An Analysis
Capital gains, as a chargeable head of income under the Income Tax Act, 1961 (IT Act), has gone through many legislative, departmental and judicial “surgeries”. The Parliament has, time and again, modified the provisions of taxation of capital gains, apart from the other income tax provisions. The executive, through the Central Board of Direct Taxation (CBDT), has brought in various amendments and modifications to the manner of implementation of the law, through umpteen notifications and circulars. And finally, the judiciary, as the ultimate interpreter of the numerous tinkering by the parliament and the executive, has taken its own view on the taxation of capital gains through a plethora of judgements.
Capital gains arising out of transfer of an asset by a firm or an Association of Persons or a Body of Individuals or OTHERWISE is dealt with in sub-section (4) of Section 45 of the IT Act. “Transfer” for purpose of Section 45(4) is a transfer by reason of distribution of assets.
When it comes to modifications, sub-section (4) of Section 45 of the IT Act has a history of its own insofar as it being subject to periodic improvisation by the Parliament followed by the natural corollary of periodic judgements on the subject. It was first introduced in the direct tax statute by the Finance Act, 1964 only to be later omitted by the Finance Act, 1966, and then again re-introduced by the Finance Act, 1987.
When it was first introduced, the said sub-section merely spoke about the inclusion of profit or gain arising from transfer of “any share” with reference to a “company”. However, upon re-introduction in 1987, it brought into the tax ambit, transfer, by way of distribution of asset(s), by an entity not being a company or a co-operative society, to its partner(s)/member(s). The scheme of sub-section (4) was to tax, in the hands of the transferor entity, the capital gains, deemed or otherwise, that arises to it on transfer of its asset to its own member. The sub-section was made very broad-based by the word “otherwise”, which would even bring within its scope a Hindu Undivided Family.
On the judicial front, the courts have given various interpretations of Section 45(4) of the IT Act. This article briefly discusses a recent judgement of the Hon’ble Supreme Court on the issue (CIT v Mansukh Dyeing and Printing Mills). In this case, the issue before the Apex Court was whether revaluation of assets of a partnership and subsequent credit of the revalued amount to the partners’ capital account in their Profit-Sharing Ratio (PSR) attracted the provisions of Section 45(4). Holding in the affirmative, the Supreme Court held that subsequent to the omission of sub-section (11) from Section 47, the distribution of capital asset on dissolution of a firm would be regarded as “transfer”. While discussing the word “otherwise”, the Court said that the expression has not to be read ejusdem generis with the expressions “dissolution of a firm or body of individual or assets of persons” but has to be read with the words “transfer of capital assets”. Applying this to the issue on hand, the Hon’ble Court stated:
“If so read, it becomes clear that even when a firm is in existence and there is a transfer of capital assets it comes within the expression ‘otherwise’ as the object of the amending Act was to remove the loophole which existed whereby capital gain tax was not chargeable.”
The Mansukh Dyeing judgement has held that the word “otherwise” takes into its sweep not only the cases of dissolution but also cases of subsisting partners of a partnership, transferring assets in favour of a retiring partner. Revaluation of assets and credit of the value to the partners’ capital account was therefore held to be a “transfer”, falling within the category of “OTHERWISE” and thus, taxable under the provisions of Section 45(4), as inserted by the Finance Act, 1987. Here, it would be pertinent to mention that the judgement in Mansukh Dyeing supra relates to A. Y. 1993-94 and A. Y. 1994-95 and the amendment introduced by Finance Act, 1987 were applicable to it.

........

▶ **Stated problem A**
In the records, rewrite everything from the line with "task: segment the carved door panel" to the line with "[[[38,285],[125,285],[123,199],[31,200]]]", substituting "wooden" for "carved" and leaving all else unchanged.
The records below the text come from a separate source and are unrelated to it.

........

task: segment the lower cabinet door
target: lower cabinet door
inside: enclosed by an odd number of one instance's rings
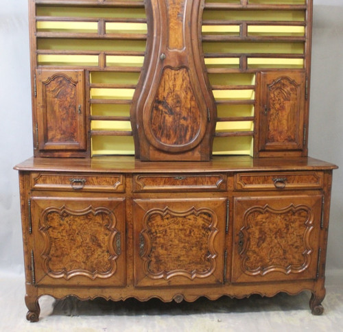
[[[233,282],[315,279],[322,195],[235,200]]]
[[[224,281],[226,200],[134,200],[135,286]]]
[[[123,285],[125,201],[32,198],[37,285]]]

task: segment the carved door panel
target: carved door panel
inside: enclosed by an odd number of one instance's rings
[[[145,1],[147,54],[131,107],[136,156],[209,160],[216,107],[200,36],[204,0]]]
[[[38,285],[125,285],[123,199],[31,200]]]
[[[235,200],[233,282],[315,279],[320,195]]]
[[[36,144],[40,152],[67,156],[86,148],[84,72],[37,71]]]
[[[222,283],[226,202],[134,200],[135,285]]]
[[[261,73],[260,152],[301,151],[304,147],[305,75],[303,72]]]

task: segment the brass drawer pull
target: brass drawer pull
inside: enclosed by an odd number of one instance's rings
[[[71,185],[71,188],[75,190],[82,189],[86,183],[86,179],[84,178],[71,178],[70,182]]]
[[[286,187],[287,178],[274,178],[274,185],[278,189],[283,189]]]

........

▶ **Stated problem B**
In the analysis of capital gains under Section 45(4), why does the Supreme Court say that a transfer of capital assets while a firm is still in existence falls within the expression "otherwise"?

▶ **Complete answer A**
task: segment the wooden door panel
target: wooden door panel
inside: enclosed by an odd number of one instance's rings
[[[145,1],[147,54],[131,107],[136,156],[209,160],[216,107],[200,36],[204,0]]]
[[[38,285],[125,285],[123,199],[31,200]]]

▶ **Complete answer B**
The Court read "otherwise" with the words "transfer of capital assets" rather than ejusdem generis with the expressions about dissolution. The object of the amending Act was to remove the loophole whereby capital gain tax was not chargeable.